## Exercise objective
Return every line below that contains the word "sleeve".

## Extracted data
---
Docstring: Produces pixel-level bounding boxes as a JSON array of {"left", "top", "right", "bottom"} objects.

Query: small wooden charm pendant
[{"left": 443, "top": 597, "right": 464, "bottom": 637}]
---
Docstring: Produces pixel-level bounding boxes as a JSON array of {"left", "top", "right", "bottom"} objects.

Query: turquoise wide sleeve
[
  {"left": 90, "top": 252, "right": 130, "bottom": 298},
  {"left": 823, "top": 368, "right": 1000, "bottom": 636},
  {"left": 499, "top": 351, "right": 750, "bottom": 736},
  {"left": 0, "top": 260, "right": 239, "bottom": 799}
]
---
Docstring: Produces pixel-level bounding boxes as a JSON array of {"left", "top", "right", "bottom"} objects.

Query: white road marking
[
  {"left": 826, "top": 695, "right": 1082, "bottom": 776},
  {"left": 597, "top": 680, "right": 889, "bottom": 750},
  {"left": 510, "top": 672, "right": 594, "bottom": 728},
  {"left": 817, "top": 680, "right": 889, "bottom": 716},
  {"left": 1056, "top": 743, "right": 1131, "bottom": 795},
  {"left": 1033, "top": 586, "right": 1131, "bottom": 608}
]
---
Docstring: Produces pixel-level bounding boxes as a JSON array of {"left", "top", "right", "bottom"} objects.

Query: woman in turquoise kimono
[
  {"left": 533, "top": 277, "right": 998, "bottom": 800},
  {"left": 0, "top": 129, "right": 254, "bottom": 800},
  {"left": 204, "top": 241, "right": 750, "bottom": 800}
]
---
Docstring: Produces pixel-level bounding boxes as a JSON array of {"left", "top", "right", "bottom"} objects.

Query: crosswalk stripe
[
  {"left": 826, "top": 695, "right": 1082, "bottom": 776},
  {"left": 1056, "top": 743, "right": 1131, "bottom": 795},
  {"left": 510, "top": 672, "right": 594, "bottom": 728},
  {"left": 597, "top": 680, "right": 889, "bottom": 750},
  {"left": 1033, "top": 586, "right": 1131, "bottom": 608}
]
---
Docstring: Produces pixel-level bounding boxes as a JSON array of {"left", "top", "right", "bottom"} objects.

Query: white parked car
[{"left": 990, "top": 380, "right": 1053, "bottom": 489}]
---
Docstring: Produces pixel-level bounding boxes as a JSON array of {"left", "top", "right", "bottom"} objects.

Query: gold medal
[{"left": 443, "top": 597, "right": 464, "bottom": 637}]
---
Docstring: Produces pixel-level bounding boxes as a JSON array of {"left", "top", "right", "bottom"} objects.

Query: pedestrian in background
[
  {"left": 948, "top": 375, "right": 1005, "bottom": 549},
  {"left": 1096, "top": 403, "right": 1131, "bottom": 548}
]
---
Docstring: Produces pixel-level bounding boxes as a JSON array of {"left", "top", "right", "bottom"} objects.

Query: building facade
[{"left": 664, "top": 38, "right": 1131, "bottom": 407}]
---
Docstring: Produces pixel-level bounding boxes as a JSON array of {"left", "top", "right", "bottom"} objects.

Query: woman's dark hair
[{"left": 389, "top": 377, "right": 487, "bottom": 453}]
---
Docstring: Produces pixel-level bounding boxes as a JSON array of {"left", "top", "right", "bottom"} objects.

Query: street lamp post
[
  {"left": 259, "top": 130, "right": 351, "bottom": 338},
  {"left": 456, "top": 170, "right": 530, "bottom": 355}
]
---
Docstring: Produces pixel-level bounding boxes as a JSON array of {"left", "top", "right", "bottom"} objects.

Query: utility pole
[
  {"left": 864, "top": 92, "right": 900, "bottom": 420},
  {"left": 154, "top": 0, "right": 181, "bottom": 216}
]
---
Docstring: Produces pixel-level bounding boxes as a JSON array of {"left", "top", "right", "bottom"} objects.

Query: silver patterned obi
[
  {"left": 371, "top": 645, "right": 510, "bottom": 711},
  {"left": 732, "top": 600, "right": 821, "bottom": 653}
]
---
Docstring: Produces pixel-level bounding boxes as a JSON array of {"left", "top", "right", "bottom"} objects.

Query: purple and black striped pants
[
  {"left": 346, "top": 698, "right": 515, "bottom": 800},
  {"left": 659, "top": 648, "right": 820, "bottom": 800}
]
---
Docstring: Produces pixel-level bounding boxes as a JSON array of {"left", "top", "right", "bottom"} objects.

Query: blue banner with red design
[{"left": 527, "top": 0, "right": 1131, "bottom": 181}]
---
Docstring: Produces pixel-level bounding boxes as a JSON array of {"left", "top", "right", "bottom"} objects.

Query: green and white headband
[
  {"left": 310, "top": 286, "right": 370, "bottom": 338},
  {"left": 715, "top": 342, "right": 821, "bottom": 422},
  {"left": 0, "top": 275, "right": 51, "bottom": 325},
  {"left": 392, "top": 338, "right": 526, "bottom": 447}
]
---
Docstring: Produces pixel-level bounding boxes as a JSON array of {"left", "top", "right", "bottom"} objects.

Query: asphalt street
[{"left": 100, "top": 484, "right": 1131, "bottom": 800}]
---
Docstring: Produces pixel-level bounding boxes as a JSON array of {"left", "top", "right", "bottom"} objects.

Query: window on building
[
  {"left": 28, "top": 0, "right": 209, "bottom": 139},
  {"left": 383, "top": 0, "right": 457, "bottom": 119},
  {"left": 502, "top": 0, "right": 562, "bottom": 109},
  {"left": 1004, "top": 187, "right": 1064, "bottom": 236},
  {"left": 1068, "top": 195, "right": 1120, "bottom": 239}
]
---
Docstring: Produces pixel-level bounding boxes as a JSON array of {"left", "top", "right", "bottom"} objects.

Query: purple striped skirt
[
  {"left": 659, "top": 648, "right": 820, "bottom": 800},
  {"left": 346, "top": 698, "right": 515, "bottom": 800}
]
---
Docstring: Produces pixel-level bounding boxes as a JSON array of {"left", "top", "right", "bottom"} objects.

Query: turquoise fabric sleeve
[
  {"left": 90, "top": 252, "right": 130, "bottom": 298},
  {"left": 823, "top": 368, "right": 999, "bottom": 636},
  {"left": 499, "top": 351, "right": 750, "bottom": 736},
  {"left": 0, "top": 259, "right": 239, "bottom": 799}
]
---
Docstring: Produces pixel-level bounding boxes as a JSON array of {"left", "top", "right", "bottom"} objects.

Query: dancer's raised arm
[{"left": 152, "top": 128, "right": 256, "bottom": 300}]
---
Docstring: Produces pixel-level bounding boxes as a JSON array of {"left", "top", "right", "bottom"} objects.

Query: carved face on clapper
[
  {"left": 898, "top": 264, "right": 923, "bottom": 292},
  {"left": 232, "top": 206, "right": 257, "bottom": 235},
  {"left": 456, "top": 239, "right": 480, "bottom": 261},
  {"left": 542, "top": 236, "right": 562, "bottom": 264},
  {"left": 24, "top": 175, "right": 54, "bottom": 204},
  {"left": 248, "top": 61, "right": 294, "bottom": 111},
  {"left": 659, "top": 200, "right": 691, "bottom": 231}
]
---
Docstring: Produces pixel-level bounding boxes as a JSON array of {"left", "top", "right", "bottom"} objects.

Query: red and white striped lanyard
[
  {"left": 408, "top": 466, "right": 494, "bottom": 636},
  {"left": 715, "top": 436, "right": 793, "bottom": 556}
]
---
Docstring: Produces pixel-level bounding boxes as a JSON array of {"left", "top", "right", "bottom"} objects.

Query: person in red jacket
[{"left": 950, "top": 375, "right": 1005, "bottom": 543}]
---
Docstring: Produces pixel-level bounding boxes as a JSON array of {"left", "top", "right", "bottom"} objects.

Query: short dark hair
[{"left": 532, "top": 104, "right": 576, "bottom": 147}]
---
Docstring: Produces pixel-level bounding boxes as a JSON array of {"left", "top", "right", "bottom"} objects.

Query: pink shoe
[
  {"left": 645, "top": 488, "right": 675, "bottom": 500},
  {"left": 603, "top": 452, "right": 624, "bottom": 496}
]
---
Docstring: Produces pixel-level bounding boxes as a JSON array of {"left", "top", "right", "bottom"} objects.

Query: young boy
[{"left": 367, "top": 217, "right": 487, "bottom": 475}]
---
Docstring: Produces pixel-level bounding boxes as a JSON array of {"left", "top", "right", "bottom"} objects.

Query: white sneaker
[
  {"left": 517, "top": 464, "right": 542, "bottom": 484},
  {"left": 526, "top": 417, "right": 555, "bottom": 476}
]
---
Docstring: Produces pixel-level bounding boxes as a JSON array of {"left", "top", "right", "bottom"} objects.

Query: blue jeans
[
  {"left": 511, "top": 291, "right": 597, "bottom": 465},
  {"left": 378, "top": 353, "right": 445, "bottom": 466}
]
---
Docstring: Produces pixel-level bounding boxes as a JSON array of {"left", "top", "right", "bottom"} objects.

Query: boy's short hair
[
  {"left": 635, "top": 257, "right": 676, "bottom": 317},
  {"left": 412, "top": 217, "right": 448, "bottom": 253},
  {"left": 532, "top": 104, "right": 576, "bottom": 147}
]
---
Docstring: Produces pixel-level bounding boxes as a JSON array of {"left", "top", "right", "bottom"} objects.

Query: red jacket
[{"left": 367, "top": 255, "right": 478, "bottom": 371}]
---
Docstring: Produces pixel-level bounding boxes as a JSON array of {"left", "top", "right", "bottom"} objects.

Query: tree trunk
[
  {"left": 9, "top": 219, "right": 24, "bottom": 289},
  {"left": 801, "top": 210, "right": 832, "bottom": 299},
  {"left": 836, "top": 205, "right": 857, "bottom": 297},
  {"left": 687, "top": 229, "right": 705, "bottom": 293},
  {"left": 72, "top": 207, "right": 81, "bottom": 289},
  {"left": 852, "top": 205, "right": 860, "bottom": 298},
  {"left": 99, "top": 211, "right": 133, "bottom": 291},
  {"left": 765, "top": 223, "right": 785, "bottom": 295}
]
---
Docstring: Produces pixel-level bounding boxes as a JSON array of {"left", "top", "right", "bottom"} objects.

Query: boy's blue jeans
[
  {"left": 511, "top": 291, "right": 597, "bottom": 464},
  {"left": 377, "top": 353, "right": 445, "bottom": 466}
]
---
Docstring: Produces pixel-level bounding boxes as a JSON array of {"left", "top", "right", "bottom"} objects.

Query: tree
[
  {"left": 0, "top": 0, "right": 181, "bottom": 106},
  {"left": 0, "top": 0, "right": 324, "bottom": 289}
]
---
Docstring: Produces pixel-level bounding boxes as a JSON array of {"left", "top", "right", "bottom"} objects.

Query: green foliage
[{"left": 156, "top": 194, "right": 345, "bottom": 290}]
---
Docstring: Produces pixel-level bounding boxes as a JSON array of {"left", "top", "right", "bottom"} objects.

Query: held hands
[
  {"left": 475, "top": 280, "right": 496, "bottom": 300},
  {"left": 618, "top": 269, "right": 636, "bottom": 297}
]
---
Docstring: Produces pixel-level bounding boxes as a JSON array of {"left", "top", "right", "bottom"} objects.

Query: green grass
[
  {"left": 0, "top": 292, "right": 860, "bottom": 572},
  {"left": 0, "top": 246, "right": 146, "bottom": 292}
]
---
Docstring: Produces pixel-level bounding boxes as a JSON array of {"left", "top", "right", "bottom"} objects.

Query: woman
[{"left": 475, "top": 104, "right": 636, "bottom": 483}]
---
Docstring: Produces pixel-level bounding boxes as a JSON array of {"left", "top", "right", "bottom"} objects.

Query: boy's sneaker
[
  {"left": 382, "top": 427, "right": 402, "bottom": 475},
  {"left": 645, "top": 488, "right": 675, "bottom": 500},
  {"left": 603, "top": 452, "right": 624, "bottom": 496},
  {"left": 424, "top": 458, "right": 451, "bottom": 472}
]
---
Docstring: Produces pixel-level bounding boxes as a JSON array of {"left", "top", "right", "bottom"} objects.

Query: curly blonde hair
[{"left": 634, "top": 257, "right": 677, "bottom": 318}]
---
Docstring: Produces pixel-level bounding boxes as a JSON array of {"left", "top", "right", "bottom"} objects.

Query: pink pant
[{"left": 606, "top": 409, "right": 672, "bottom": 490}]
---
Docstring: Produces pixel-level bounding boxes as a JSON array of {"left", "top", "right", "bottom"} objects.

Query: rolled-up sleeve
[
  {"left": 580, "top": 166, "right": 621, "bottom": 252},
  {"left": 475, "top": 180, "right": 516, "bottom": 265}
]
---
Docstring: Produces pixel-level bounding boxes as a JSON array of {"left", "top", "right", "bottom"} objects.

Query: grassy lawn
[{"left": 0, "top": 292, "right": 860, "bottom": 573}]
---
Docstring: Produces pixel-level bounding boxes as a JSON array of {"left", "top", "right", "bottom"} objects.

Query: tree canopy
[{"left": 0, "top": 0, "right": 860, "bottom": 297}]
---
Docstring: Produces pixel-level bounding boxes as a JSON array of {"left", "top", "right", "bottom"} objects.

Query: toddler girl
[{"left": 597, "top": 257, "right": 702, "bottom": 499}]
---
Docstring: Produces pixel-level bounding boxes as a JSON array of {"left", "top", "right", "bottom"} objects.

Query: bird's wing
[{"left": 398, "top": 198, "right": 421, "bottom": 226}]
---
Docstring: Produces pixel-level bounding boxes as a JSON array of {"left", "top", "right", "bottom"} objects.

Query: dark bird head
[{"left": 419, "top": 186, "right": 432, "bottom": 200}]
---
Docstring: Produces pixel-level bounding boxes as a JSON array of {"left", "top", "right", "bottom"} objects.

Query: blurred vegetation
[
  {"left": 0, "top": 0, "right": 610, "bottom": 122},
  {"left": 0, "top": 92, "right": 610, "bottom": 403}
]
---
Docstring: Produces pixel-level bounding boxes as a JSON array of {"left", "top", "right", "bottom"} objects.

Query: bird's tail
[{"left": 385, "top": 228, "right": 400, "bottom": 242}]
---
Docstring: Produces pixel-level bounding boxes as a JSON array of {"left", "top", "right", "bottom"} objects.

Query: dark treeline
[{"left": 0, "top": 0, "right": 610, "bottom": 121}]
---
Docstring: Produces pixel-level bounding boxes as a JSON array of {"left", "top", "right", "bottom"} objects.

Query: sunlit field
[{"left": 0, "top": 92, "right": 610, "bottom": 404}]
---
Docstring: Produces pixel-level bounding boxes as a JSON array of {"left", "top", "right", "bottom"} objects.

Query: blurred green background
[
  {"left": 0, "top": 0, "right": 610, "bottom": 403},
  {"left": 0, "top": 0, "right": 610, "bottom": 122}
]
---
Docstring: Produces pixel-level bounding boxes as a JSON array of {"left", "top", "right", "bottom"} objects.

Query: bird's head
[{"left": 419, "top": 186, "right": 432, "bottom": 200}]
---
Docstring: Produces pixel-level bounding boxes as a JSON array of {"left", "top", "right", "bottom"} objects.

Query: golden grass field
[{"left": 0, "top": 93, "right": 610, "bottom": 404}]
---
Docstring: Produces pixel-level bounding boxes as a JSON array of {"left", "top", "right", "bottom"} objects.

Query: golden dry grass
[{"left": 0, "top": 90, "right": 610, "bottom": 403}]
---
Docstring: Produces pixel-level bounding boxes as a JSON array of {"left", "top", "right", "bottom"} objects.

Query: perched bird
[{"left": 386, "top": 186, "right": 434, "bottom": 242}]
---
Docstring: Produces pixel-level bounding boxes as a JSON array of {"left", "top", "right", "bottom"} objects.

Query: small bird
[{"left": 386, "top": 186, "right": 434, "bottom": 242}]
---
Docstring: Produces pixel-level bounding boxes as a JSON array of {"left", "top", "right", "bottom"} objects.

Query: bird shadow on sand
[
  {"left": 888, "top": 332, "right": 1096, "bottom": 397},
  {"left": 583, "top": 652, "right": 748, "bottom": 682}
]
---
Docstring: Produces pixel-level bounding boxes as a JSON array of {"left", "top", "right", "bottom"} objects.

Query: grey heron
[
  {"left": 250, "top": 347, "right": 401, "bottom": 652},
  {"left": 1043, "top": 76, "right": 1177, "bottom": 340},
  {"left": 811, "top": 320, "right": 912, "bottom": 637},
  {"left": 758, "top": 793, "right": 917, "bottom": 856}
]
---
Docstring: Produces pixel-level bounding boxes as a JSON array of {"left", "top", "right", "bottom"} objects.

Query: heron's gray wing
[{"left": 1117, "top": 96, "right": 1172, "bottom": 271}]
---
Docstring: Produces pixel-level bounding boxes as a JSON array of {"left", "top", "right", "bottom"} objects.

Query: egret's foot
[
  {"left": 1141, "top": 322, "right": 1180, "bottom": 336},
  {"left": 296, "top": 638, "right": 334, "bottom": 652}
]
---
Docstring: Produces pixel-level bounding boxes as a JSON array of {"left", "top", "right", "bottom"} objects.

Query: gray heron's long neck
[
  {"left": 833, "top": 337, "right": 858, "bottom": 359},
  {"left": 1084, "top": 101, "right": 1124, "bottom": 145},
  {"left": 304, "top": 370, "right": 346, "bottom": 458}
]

## Answer to the problem
Query: turquoise wide sleeve
Query: turquoise fabric sleeve
Query: rolled-up sleeve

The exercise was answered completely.